START Available records
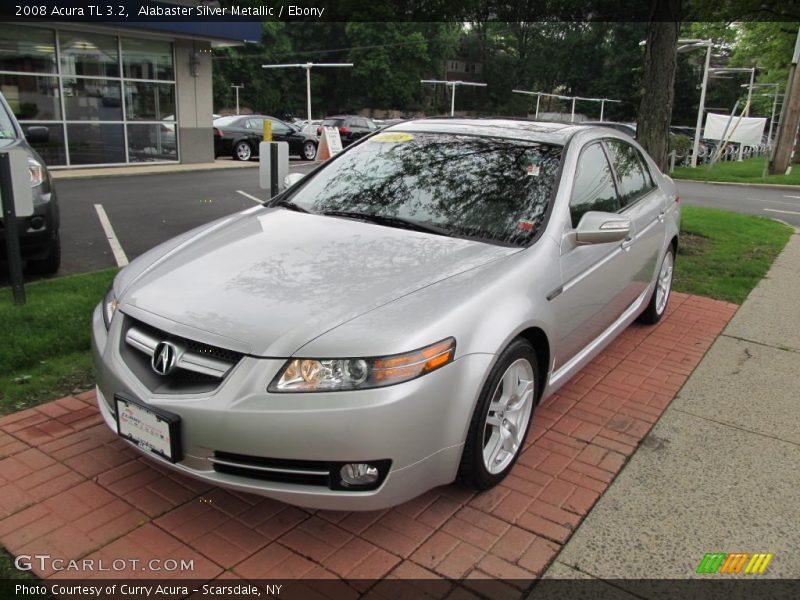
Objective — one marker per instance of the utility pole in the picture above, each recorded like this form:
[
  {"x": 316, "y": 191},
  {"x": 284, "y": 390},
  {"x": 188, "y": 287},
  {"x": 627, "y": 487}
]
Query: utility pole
[
  {"x": 237, "y": 88},
  {"x": 452, "y": 85},
  {"x": 789, "y": 120},
  {"x": 307, "y": 67}
]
END Available records
Description of the task
Word for word, copy all the entries above, but with no pictures.

Result of this task
Objective — one marker per instance of the utility pole in the picture above, each recorded like this form:
[
  {"x": 316, "y": 191},
  {"x": 284, "y": 390},
  {"x": 188, "y": 287},
  {"x": 627, "y": 487}
]
Query: utility pole
[
  {"x": 237, "y": 88},
  {"x": 452, "y": 85},
  {"x": 789, "y": 120},
  {"x": 307, "y": 67}
]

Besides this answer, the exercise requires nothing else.